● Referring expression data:
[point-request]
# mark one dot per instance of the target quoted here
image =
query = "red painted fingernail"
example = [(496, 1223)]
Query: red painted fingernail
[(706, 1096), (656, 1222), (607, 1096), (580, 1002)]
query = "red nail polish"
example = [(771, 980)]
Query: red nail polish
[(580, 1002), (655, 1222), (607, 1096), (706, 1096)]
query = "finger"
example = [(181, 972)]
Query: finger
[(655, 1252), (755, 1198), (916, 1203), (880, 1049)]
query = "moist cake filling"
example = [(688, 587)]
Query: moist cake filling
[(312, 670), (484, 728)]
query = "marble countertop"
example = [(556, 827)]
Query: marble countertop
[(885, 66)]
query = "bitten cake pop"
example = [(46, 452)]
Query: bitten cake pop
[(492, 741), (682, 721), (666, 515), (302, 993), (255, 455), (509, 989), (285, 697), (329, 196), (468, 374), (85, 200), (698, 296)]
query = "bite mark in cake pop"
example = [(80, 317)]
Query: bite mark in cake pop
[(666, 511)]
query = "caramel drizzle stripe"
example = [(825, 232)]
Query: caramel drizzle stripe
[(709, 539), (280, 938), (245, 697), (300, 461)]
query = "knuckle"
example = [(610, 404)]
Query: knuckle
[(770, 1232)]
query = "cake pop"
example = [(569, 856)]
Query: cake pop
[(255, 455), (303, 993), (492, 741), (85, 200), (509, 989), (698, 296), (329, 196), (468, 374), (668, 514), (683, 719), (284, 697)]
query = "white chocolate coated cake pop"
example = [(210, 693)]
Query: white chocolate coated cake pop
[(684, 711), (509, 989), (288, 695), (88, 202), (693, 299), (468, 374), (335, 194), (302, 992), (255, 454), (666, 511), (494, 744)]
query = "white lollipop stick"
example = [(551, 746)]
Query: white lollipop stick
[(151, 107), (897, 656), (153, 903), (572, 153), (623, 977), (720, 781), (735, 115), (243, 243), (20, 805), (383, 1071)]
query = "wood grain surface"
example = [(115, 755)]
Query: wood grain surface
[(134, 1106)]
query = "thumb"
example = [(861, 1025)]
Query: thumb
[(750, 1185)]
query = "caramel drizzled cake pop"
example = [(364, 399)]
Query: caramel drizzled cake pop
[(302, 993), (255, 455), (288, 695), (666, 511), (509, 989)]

● EXERCISE DETAILS:
Exactly the lines from the one containing "Query: white chocolate coated cake pop" to the final line of the data, both included, should be printed, and nothing more.

● REPLY TO THE EXERCISE:
Query: white chocolate coated cake pop
[(684, 711), (509, 989), (288, 695), (88, 202), (693, 299), (468, 374), (335, 194), (302, 992), (255, 454), (666, 511), (494, 744)]
query = "white lollipop stick"
example = [(551, 746)]
Query: white lollipop stick
[(151, 107), (897, 656), (153, 903), (572, 153), (623, 977), (720, 781), (735, 115), (243, 243), (20, 805), (383, 1071)]
query = "wood grain surface"
example = [(115, 755)]
Query: wood grain surface
[(134, 1106)]
query = "thumb"
example = [(861, 1025)]
Query: thumb
[(750, 1185)]
query = "caramel drizzled cake pop"
example = [(364, 399)]
Query: caramel drizzled cake pop
[(302, 993), (255, 455), (288, 695), (666, 511), (509, 989)]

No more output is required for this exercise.